◆ **EXCERPT**
Mankind has always been fascinated by the idea of flight. The more rational thinkers realized that they had to find a way to land safely. In Europe, Leonardo Da Vinci designed a parachute – that worked – but didn’t really have a viable way to make it a “tactical system” (to borrow the modern term).
Later, in France, a balloon designed by the Montgolfier brothers was first flown successfully in 1783; luckily, the ‘aeronauts’ did not have to bail out in an emergency. In 1797, that was changed by André-Jacques Garnerin. Not exactly a “tactical” jump, but it worked.
The sight of thousands of paratroopers descending from the sky remains one of warfare’s most dramatic images. From the mass drops over Crete in 1941, and Normandy in 1944 to the 173rd Airborne’s combat jump into northern Iraq in 2003, airborne operations have captured military imagination for over eighty years. But, as anti-aircraft capabilities proliferate and modern warfare evolves, a hard question emerges: can massed parachute assaults above the battalion level still accomplish their mission in contemporary conflict, or have they become elaborate exercises in nostalgia?

The last major U.S. combat jump occurred over two decades ago when the 173rd Airborne Brigade dropped onto Bashur Airfield in northern Iraq — a deliberately uncontested drop zone that faced minimal air defense threat. Since then, American paratroopers have deployed worldwide, but only as elite infantry landed by aircraft that are delivered by aircraft landing at the field, rather than jumping from aircraft in flight. This isn’t coincidence or lack of opportunity; it reflects cold calculation about what modern air defenses can do to slow-moving transport aircraft packed with paratroopers.
The tactical problem is straightforward. A C-17 or C-130 transport aircraft flying at jump altitudes — typically 800-1,250 feet — presents an ideal target for modern air defense systems. Unlike fast-moving fighters that can employ countermeasures and evasive maneuvers, transports must fly straight and level at predictable – and slow – speeds during the actual drop. Man-portable air defense systems (MANPADS) like the Russian SA-24 Igla-S or American Stinger can engage targets up to 11,000 feet, well above jump altitude. More sophisticated systems like the Pantsir-S1 or Tor-M2 can simultaneously track and engage multiple aircraft, turning a mass drop into a massacre before the first paratrooper touches ground.
Historical precedent supports this concern. The 1956 Anglo-French drop on Port Said during the Suez Crisis faced minimal organized resistance and still suffered significant casualties during the drop phase. The Russian airborne assault on Hostomel Airport outside Kyiv in February 2022 — conducted by helicopter rather than parachute — was devastated by Ukrainian air defenses despite Russian air superiority claims. Transport helicopters are marginally more maneuverable than fixed-wing transports, and they still suffered catastrophic losses.
The infrastructure requirements compound the problem. A brigade-level parachute assault — roughly 3,000-4,000 personnel with equipment — requires somewhere between 40-60 transport aircraft flying in close formation. This aerial armada must be assembled, staged, and flown through potentially contested airspace to reach the drop zone. Suppression of enemy air defenses (SEAD) operations must precede the drop, requiring air superiority that itself demands significant resources. By the time you’ve secured the airspace sufficiently for a mass drop, you’ve likely already achieved the operational objectives that justified the drop in the first place.

[Collected data records]

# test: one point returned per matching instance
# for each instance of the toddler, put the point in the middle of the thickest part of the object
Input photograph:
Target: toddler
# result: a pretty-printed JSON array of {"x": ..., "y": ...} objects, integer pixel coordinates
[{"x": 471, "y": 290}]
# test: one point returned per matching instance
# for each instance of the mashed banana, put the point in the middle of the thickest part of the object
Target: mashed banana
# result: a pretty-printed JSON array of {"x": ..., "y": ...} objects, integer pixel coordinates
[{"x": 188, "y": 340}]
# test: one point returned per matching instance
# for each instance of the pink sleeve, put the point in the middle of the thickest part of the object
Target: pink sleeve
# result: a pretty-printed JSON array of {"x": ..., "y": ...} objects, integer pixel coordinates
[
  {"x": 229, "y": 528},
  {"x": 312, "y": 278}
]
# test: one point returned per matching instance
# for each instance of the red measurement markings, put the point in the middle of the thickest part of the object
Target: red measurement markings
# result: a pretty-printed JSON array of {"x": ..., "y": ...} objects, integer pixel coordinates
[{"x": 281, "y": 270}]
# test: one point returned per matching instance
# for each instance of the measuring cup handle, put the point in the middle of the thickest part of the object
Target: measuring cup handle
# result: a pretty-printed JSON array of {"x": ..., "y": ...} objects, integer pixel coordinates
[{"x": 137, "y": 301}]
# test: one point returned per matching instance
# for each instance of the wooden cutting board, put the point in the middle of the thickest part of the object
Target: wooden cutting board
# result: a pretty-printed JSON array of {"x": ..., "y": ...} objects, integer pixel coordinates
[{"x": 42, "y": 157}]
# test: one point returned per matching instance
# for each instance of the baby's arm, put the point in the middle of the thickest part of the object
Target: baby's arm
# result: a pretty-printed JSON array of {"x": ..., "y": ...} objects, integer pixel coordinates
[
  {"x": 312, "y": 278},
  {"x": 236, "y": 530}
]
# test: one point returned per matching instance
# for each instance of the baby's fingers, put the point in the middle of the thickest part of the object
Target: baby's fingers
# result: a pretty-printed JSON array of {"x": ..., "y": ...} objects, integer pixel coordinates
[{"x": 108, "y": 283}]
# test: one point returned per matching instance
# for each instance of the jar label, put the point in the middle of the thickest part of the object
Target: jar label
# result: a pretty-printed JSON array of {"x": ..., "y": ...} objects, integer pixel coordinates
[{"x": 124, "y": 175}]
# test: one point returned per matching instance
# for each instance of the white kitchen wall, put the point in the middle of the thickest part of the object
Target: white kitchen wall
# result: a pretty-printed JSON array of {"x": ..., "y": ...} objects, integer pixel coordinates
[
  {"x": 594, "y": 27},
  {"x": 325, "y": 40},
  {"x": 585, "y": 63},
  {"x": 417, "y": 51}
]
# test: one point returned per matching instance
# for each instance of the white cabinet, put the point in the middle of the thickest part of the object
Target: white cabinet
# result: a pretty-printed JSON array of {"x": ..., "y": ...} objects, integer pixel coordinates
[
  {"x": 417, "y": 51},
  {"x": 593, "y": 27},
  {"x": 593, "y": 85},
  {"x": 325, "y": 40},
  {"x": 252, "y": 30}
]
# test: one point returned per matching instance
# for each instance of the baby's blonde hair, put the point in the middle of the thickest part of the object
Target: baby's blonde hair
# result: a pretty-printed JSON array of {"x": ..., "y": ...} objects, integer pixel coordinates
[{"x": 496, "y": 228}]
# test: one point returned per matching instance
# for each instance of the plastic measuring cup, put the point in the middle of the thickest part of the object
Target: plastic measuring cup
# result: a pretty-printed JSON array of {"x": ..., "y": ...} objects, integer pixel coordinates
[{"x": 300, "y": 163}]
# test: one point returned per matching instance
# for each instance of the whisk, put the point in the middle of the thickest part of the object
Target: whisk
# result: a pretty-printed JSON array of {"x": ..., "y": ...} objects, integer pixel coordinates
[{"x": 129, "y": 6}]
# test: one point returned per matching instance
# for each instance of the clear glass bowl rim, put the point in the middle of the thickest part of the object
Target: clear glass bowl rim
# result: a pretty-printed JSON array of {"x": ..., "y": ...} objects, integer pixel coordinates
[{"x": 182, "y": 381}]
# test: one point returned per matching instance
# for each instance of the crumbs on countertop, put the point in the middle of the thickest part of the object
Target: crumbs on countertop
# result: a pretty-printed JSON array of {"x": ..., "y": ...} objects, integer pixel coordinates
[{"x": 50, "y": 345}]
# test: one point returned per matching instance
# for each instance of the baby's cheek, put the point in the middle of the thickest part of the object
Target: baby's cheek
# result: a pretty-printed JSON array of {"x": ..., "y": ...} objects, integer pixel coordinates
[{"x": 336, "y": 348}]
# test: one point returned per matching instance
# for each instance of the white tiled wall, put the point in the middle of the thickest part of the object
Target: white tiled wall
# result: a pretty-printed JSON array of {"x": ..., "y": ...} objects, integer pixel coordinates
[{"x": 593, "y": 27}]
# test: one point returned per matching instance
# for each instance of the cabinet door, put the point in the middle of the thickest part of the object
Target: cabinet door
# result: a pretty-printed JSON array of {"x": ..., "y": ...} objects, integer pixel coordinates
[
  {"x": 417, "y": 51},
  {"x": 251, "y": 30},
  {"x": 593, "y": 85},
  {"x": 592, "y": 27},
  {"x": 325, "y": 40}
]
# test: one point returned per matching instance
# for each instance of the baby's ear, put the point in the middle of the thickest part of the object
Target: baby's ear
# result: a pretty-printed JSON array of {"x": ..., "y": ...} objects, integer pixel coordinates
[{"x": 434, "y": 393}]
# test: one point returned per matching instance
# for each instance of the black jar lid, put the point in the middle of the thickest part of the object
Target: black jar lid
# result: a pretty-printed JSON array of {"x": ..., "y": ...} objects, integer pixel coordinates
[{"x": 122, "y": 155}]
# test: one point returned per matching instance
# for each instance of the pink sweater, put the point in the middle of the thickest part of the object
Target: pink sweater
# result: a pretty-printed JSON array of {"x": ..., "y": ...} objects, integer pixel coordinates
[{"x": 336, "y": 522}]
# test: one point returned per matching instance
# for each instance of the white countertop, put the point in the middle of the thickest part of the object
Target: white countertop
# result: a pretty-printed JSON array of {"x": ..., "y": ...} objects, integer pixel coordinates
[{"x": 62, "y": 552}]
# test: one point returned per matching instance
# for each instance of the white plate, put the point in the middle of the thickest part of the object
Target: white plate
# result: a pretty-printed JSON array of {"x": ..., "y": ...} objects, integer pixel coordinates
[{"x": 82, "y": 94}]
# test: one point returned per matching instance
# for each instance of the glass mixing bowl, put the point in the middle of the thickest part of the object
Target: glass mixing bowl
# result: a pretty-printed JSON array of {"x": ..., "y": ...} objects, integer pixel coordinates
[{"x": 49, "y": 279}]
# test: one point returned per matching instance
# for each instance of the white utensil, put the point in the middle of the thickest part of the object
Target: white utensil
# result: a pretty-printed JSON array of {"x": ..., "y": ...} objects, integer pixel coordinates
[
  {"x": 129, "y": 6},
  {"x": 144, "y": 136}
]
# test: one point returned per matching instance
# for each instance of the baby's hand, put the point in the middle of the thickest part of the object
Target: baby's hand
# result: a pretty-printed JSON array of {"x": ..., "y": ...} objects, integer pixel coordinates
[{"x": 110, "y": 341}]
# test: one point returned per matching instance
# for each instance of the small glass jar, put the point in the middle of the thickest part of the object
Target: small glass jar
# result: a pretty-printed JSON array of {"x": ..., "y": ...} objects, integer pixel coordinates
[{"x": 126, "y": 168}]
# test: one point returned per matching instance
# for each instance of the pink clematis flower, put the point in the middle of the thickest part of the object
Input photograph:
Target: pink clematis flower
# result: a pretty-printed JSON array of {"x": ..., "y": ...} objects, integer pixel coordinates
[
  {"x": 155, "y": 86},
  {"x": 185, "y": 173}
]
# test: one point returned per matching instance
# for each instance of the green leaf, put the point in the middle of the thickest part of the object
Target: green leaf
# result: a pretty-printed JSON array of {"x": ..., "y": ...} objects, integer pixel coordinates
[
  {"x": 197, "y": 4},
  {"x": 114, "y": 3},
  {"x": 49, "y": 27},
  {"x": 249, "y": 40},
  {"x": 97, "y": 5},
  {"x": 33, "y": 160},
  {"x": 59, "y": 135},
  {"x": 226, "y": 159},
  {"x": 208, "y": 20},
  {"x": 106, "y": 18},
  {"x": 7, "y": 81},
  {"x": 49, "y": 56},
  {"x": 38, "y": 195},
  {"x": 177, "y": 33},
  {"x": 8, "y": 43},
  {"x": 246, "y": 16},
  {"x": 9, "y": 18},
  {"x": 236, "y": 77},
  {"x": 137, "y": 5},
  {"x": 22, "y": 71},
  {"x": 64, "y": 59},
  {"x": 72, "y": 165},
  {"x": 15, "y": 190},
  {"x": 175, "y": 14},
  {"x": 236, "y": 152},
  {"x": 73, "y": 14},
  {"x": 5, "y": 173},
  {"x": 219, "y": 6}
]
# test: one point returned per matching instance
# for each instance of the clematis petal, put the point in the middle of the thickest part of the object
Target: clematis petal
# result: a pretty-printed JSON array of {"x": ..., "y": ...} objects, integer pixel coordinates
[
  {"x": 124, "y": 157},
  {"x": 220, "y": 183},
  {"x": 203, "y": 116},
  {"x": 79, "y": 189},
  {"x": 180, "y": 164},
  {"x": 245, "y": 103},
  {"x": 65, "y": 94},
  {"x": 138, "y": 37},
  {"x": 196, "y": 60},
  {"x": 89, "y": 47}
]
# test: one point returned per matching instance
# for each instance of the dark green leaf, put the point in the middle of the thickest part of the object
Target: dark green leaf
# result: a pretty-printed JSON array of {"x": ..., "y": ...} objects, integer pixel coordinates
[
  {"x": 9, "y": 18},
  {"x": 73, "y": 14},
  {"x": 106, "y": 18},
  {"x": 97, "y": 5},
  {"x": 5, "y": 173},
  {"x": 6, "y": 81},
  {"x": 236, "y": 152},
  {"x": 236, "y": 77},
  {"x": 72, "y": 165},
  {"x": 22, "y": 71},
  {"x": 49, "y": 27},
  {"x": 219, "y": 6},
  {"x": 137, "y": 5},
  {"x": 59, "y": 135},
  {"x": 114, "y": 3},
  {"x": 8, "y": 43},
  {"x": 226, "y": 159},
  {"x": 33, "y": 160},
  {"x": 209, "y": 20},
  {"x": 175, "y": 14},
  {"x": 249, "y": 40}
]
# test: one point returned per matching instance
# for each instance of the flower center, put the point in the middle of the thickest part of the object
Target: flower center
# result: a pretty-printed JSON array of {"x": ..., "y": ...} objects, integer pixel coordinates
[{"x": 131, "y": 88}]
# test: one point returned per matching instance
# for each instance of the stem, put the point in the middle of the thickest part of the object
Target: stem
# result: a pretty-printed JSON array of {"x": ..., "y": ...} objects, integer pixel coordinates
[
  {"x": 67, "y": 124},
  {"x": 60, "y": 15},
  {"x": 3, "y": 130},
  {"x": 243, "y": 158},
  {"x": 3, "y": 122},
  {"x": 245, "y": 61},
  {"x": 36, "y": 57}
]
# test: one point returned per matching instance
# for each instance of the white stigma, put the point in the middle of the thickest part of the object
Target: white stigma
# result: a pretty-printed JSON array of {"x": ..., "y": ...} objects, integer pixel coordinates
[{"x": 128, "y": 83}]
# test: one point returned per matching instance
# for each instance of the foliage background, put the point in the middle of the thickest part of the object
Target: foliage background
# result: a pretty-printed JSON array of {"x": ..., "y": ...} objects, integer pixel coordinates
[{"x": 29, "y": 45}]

◆ **GIVEN REQUEST 1**
Gather every line in the records that contains the word "dark".
◆ **GIVEN REQUEST 2**
Write the next section of the essay on massed parachute assaults, picking up right after its final sentence.
The text and the records have no connection to each other.

◆ **WRITTEN RESPONSE 1**
# for each instance of the dark green leaf, put the point in the middle of the thickest part of the object
Target: dark green leaf

◆ **WRITTEN RESPONSE 2**
The equipment limitations compound tactical vulnerabilities. Paratroopers drop with what they can carry — typically small arms, some types of crew-served weapons, and man-portable anti-tank systems. Heavy-drop platforms can deliver light vehicles like HMMWVs and 105mm howitzers, but these require separate aircraft, precise drop coordination, and recovery time before becoming operational. The U.S. M551 Sheridan light tank was specifically designed for airborne operations but proved too fragile for conventional combat and was retired in 1996. Its replacement, the Mobile Protected Firepower vehicle, won’t be air-droppable. Russia’s BMD series represents the most capable air-droppable armored vehicles globally, but even these sacrifice protection for air-transportability. This means airborne forces hit the ground significantly outgunned compared to even light mechanized forces, entirely dependent on air support and rapid linkup with heavier reinforcements. Without that linkup – or even a delayed linkup – an isolated airborne force becomes a besieged force, nearly guaranteed to be destroyed…as the British discovered at Arnhem in 1944.
Modern alternatives offer similar rapid deployment without the vulnerability. Air assault operations using helicopters provide tactical mobility with greater flexibility in landing zones and timing, the ill-planned and poorly-executed Hostomel assault notwithstanding. Air-landing operations — where aircraft actually land and offload troops — allow heavier equipment and supply delivery while reducing the time troops spend exposed during descent. Special operations forces conducting small-unit infiltrations can seize airfields for follow-on air-landing forces, the approach used successfully in Grenada and Panama.

Yet the massed airborne capability persists. The United States maintains the 82nd Airborne Division as a ready brigade combat team capable of deploying anywhere globally within 18 hours. Russia’s Airborne Forces (VDV) number roughly 45,000 personnel organized into divisions specifically for airborne operations. France maintains the 11th Parachute Brigade, while China has expanded its own airborne corps and continues developing heavy-drop capabilities for armored vehicles.
The retention suggests these forces serve purposes beyond massed combat jumps. Airborne units provide rapid-reaction forces for contingency operations, often deploying by air-landing rather than parachute. Their light infantry organization and expeditionary culture make them ideal for quick-response scenarios. The threat of airborne operations forces adversaries to defend potential drop zones across wide areas, tying down forces and resources. And in permissive or semi-permissive environments — humanitarian operations, disaster response, non-combatant evacuation — airborne forces provide capabilities no other units match.
The answer, then, appears to be both ‘yes’ and ‘no’. Against peer adversaries with modern integrated air defenses, massed parachute drops above battalion level represent unacceptable risks for uncertain gains. The operational requirements to make such drops feasible — comprehensive SEAD, air superiority, electronic warfare support — require resources that could achieve the desired objectives through less vulnerable means.
But against less sophisticated opponents, in denied areas where air-landing isn’t feasible, or in time-critical scenarios where hours matter, airborne operations retain relevance. The capability also serves as strategic deterrent and rapid-response option that justify maintaining the specialized training, equipment, and doctrine even if actual combat jumps remain rare.
The parachute remains in the arsenal, but it’s increasingly a tool for specific, narrow circumstances rather than a general-purpose solution. Sometimes, the most important capability is the one you maintain but rarely use — because its mere existence shapes adversary planning and preserves options when conventional approaches fail.